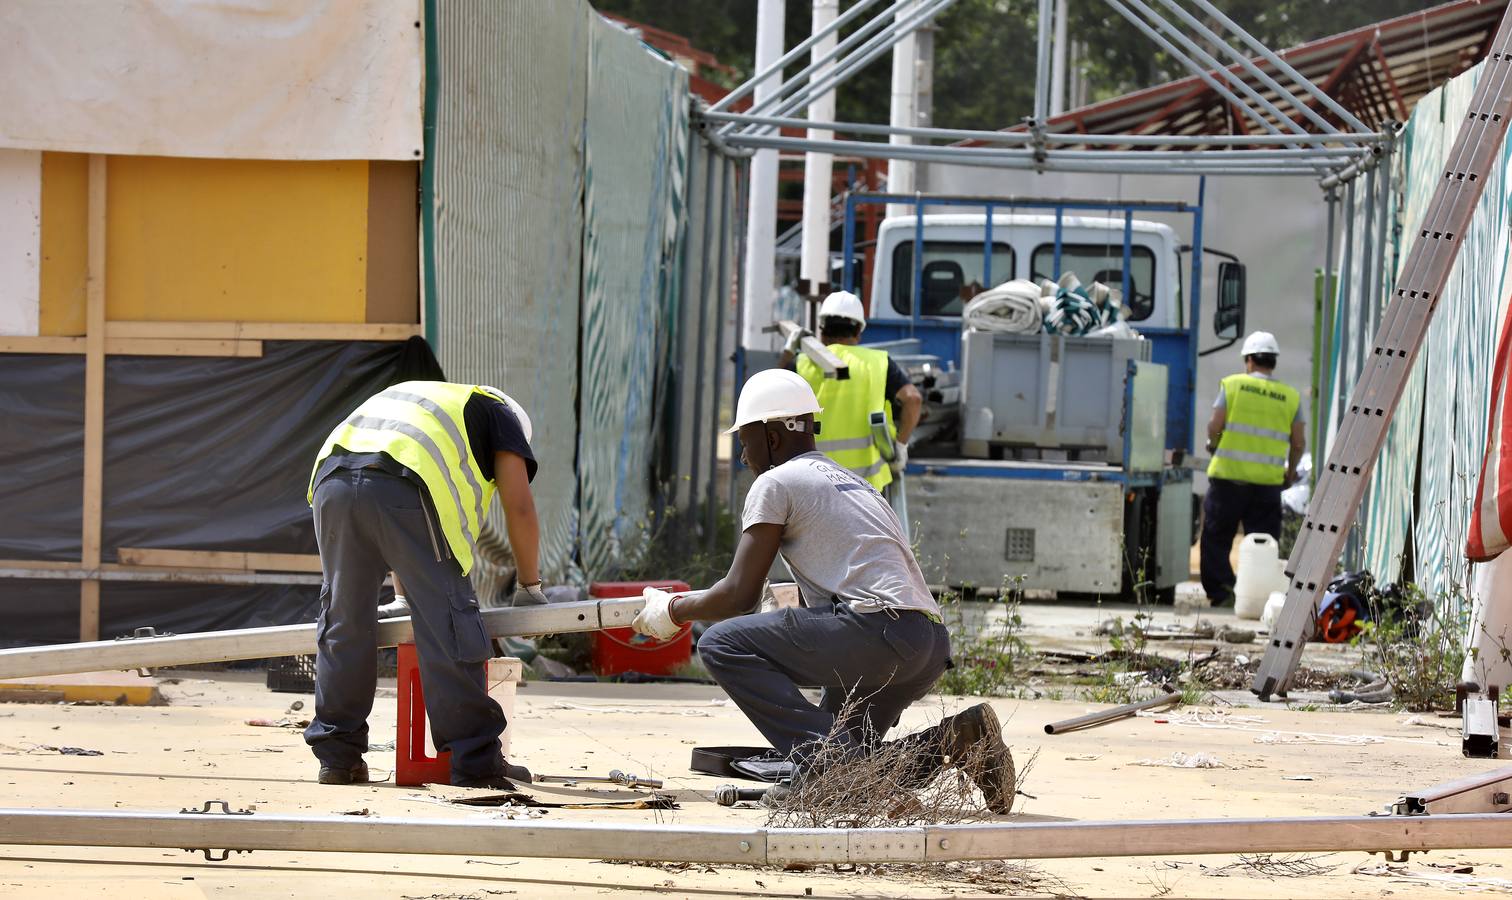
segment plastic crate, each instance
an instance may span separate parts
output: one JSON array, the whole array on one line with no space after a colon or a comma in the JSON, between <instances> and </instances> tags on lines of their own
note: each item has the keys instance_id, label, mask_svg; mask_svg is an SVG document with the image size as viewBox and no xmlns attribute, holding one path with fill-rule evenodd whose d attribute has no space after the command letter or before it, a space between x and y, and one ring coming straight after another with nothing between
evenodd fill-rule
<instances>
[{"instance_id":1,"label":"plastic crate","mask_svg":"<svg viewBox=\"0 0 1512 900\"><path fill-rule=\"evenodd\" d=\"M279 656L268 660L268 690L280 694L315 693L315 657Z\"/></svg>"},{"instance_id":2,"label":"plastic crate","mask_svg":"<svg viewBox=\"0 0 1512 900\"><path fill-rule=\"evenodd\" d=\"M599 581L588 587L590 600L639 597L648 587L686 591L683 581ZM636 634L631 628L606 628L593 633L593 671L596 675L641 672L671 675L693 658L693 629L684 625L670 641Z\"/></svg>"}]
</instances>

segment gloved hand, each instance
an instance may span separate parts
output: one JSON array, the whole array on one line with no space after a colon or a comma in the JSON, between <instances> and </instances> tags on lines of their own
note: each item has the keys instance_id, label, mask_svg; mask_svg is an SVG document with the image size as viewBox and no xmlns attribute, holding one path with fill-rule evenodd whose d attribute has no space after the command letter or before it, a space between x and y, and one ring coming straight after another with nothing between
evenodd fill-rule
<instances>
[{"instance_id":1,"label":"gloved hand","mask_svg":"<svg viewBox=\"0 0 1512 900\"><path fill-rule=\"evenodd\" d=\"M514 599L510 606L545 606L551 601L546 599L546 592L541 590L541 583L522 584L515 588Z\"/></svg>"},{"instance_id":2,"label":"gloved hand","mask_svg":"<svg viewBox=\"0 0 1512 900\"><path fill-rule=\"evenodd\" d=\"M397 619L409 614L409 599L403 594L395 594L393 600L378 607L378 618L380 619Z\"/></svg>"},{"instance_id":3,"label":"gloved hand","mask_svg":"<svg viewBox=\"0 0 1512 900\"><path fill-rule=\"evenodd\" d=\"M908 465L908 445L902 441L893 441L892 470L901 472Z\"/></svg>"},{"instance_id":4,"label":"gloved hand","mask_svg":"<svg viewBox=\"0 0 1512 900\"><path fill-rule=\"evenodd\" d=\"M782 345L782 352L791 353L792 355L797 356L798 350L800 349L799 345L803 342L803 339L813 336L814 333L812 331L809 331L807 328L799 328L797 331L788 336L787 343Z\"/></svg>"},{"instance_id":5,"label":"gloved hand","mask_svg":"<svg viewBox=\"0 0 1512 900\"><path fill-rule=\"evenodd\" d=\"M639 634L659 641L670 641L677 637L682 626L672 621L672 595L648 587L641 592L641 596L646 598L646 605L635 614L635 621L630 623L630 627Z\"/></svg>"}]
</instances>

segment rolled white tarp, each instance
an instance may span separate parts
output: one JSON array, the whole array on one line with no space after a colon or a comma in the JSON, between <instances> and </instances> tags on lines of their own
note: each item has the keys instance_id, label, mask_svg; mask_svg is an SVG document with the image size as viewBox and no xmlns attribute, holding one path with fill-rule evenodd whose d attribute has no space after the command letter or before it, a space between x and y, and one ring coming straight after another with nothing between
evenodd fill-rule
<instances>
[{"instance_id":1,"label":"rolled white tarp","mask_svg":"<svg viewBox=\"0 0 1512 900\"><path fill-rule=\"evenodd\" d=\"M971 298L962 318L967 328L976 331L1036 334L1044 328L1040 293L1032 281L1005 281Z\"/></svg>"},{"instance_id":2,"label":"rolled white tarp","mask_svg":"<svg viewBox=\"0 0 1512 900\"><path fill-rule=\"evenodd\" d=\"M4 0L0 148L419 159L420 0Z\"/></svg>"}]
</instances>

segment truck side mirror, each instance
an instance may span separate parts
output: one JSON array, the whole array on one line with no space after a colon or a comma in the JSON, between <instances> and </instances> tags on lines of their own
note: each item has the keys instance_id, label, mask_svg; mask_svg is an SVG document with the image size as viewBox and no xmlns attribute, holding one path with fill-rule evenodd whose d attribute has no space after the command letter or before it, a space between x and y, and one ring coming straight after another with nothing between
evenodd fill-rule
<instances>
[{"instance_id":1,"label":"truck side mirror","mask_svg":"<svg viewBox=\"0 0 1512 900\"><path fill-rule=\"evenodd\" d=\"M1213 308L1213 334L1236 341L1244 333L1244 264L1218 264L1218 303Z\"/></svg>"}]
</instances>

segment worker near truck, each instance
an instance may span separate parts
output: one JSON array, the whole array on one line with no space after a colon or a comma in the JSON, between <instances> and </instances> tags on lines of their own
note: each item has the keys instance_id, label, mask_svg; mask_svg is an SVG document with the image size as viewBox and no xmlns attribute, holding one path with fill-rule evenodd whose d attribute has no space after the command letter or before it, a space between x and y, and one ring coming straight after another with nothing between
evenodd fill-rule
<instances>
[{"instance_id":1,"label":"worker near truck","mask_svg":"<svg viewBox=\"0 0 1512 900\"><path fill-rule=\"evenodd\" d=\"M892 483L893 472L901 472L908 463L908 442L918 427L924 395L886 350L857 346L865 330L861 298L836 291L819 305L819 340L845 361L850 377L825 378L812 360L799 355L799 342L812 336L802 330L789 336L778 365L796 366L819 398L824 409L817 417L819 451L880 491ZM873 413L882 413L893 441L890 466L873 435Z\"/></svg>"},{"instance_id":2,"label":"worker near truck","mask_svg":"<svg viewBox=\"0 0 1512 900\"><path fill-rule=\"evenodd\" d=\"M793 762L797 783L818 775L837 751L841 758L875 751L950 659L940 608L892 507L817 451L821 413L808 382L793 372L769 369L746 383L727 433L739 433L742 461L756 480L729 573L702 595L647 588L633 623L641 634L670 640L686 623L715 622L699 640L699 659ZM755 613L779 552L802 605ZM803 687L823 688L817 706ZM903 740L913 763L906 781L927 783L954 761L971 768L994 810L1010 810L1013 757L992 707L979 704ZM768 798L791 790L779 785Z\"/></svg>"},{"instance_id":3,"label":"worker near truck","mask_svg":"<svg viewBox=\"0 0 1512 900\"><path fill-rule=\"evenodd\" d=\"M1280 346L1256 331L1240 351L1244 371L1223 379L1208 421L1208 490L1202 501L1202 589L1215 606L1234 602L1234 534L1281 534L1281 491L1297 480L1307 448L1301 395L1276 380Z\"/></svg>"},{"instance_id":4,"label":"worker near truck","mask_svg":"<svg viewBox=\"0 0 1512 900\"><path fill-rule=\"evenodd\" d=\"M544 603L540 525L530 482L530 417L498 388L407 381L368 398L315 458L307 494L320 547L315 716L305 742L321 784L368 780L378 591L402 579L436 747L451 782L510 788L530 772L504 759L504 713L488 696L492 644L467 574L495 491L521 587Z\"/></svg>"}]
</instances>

--

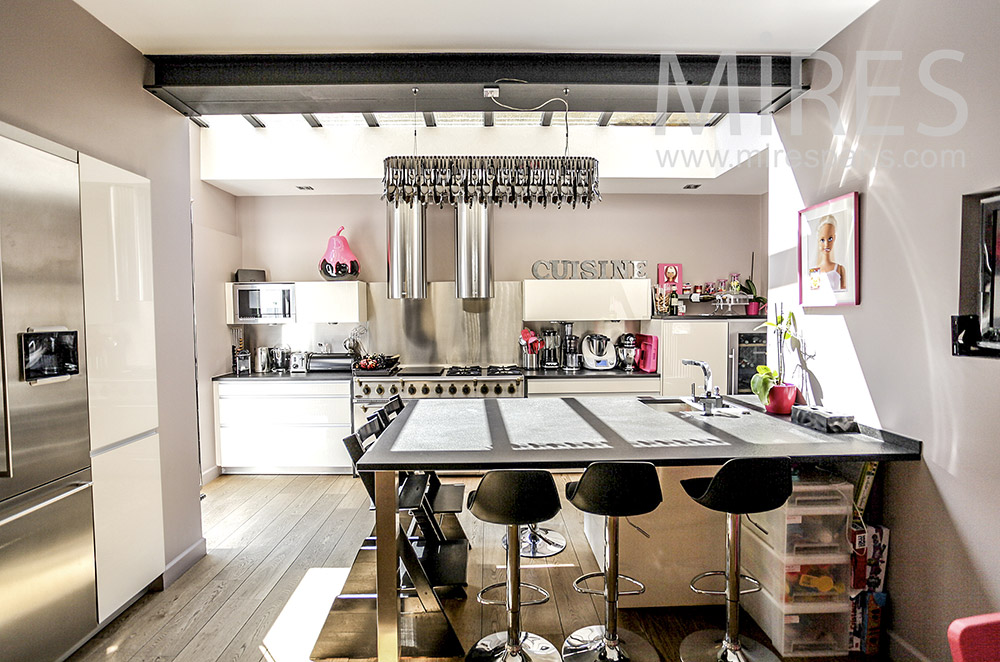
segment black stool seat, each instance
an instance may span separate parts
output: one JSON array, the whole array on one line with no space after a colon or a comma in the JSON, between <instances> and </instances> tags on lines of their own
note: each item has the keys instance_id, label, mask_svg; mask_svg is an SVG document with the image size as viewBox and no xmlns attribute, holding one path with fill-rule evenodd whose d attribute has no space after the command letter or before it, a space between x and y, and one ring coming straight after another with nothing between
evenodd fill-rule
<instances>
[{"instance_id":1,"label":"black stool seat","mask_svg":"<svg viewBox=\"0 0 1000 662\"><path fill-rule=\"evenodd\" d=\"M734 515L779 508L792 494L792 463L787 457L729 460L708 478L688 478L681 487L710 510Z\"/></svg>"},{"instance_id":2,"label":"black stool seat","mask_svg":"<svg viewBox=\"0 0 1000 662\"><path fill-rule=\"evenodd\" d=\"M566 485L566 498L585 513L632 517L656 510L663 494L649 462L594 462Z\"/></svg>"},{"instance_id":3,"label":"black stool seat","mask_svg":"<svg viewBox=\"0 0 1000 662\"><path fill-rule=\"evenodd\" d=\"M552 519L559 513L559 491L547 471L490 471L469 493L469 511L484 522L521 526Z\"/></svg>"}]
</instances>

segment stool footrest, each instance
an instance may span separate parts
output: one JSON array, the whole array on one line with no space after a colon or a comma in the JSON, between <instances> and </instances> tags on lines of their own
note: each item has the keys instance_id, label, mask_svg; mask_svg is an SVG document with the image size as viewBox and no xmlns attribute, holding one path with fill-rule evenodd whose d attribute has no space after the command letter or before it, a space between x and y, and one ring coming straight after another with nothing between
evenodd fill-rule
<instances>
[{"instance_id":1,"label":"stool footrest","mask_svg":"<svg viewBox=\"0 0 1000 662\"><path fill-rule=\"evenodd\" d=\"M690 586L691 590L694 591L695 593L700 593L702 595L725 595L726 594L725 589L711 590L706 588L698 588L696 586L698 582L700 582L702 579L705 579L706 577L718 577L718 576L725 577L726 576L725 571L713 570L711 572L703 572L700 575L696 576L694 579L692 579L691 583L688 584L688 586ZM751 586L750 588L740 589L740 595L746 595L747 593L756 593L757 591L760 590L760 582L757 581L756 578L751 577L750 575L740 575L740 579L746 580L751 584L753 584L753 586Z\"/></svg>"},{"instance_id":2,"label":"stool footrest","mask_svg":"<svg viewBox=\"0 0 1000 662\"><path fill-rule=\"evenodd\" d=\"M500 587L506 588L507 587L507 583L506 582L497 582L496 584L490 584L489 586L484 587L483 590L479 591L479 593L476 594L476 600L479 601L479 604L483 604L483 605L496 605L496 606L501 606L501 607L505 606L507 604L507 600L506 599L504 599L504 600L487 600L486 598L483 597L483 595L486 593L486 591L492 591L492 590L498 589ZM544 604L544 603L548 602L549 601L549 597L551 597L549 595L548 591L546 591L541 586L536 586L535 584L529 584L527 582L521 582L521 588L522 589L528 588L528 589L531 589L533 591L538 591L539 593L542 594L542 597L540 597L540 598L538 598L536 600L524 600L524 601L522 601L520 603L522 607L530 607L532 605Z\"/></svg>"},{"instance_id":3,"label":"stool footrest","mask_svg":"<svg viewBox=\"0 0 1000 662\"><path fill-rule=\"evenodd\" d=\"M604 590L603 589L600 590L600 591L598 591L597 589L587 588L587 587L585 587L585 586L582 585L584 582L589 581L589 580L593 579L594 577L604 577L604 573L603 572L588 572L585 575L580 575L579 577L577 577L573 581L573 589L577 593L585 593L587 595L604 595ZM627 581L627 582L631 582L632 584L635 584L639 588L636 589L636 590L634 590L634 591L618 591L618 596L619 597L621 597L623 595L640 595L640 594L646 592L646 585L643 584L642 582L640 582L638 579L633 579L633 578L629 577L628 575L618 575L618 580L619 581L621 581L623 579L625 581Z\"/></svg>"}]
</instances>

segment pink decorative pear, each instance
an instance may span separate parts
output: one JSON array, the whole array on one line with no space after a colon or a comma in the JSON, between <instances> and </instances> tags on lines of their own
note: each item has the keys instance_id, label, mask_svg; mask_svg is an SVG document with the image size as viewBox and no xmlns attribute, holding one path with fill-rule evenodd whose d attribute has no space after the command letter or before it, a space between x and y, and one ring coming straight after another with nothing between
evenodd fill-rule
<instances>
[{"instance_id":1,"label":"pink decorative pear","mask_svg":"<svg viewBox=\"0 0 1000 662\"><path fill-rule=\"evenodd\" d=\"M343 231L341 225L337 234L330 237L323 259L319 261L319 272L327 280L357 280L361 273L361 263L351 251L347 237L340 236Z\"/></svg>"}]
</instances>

Task goal — Whenever a line in the records contains the word "segment", copy that line.

Response to this exercise —
segment plastic crate, each instance
segment gloved hand, each instance
segment rolled white tarp, each instance
segment truck side mirror, each instance
segment worker near truck, each instance
segment black stool seat, each instance
segment stool footrest, each instance
segment pink decorative pear, each instance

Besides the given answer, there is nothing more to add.